Take the material below and reproduce, word for word, only the lines from the line with "Query: girl in white sweater" through the line with "Query: tan ankle boot".
========
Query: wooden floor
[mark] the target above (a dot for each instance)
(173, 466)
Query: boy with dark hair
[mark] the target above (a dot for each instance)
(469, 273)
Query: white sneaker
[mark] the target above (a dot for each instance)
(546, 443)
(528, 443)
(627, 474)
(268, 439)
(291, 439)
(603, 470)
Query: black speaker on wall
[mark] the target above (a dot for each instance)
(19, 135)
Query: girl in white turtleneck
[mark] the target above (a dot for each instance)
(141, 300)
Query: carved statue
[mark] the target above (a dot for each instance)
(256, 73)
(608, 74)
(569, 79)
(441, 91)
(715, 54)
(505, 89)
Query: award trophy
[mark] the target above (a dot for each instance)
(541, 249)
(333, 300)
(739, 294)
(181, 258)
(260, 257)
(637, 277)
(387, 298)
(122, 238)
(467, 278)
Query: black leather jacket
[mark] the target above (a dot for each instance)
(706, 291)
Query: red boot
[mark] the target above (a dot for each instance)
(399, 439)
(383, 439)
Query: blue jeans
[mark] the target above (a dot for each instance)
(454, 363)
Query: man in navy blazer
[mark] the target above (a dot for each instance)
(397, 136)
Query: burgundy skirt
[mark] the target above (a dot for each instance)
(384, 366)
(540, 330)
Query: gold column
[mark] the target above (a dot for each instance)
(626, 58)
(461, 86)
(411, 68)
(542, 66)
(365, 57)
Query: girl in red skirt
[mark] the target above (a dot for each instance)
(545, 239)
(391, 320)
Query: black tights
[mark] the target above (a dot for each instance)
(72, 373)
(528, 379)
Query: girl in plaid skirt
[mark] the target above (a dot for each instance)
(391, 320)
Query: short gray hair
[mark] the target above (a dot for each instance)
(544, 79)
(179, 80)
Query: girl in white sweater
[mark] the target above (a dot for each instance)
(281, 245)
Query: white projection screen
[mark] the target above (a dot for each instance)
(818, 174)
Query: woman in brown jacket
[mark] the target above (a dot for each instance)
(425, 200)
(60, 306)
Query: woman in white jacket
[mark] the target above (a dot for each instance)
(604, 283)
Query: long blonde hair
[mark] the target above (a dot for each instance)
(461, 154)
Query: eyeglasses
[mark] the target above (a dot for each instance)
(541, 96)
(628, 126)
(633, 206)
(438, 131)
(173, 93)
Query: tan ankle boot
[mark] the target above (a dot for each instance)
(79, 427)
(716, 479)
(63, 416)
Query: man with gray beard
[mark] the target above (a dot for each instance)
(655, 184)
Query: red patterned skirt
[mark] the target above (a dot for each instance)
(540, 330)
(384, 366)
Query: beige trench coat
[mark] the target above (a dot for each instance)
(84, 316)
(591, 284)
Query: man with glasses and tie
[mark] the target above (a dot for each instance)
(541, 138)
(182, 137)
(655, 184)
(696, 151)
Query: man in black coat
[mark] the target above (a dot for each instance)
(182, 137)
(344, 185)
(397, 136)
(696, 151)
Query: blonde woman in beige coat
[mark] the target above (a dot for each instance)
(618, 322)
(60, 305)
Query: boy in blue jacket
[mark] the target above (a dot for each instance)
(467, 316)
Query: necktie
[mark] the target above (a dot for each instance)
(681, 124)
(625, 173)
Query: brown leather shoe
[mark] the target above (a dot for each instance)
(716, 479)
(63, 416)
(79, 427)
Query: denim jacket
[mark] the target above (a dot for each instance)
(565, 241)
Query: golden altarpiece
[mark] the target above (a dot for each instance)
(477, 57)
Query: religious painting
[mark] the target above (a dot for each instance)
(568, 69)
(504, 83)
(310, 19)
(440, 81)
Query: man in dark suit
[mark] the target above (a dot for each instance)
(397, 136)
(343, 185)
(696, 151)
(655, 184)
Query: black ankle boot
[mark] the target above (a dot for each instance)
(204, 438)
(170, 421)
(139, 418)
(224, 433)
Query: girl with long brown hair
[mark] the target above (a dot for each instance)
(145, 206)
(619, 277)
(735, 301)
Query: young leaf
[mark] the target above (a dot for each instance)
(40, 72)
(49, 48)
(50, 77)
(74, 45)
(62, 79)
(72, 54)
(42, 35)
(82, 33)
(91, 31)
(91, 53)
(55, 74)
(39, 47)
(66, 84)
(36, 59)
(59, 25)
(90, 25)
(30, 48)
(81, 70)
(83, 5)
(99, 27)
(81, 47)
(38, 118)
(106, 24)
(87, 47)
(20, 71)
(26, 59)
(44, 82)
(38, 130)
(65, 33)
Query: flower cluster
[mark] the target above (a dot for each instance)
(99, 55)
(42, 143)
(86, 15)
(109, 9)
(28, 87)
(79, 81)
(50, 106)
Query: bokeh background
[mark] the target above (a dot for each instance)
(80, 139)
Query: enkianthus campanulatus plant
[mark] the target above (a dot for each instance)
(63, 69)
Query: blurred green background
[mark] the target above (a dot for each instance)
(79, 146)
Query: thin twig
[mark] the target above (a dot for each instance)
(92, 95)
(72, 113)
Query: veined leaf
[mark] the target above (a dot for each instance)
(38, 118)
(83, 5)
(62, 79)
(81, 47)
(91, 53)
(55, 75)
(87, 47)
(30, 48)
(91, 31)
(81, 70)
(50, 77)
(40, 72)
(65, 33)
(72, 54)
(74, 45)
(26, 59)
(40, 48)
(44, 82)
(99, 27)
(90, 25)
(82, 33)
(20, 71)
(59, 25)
========
> [Response]:
Query: girl in white sweater
[mark] the target above (a dot for each instance)
(281, 245)
Query: white projection screen
[mark] the target above (a dot for each instance)
(818, 174)
Query: woman in brown jacket
[mark] the target above (a dot for each instance)
(425, 200)
(60, 306)
Query: woman in white jacket
[mark] the target above (a dot for each instance)
(604, 283)
Query: long blonde hair
[mark] the target above (a dot for each instance)
(461, 154)
Query: eyeglasses
[mark] the target above (a dot for each instance)
(541, 96)
(628, 126)
(633, 206)
(438, 131)
(173, 93)
Query: tan ankle boot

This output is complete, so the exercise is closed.